**EXERCISE DIRECTIONS**
Repeat the text of the records below word for word, leaving out the pictures.

— START ITEMS —

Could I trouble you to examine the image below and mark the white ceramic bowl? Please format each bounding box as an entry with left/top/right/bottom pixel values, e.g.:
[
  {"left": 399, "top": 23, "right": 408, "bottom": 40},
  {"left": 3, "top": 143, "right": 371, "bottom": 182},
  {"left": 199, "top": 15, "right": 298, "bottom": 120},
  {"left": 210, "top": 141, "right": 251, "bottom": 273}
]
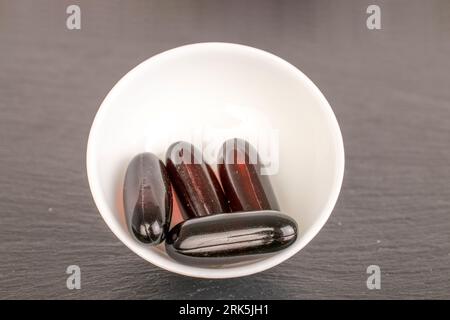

— END ITEMS —

**CORRECT RESPONSE**
Could I trouble you to examine the image below and mark the white ceramic bowl? Please format each bounding box as an entry with left/top/right/bottom pixel values, e.g.:
[
  {"left": 399, "top": 23, "right": 408, "bottom": 40},
  {"left": 3, "top": 143, "right": 371, "bottom": 182},
  {"left": 199, "top": 15, "right": 298, "bottom": 120},
  {"left": 210, "top": 141, "right": 251, "bottom": 273}
]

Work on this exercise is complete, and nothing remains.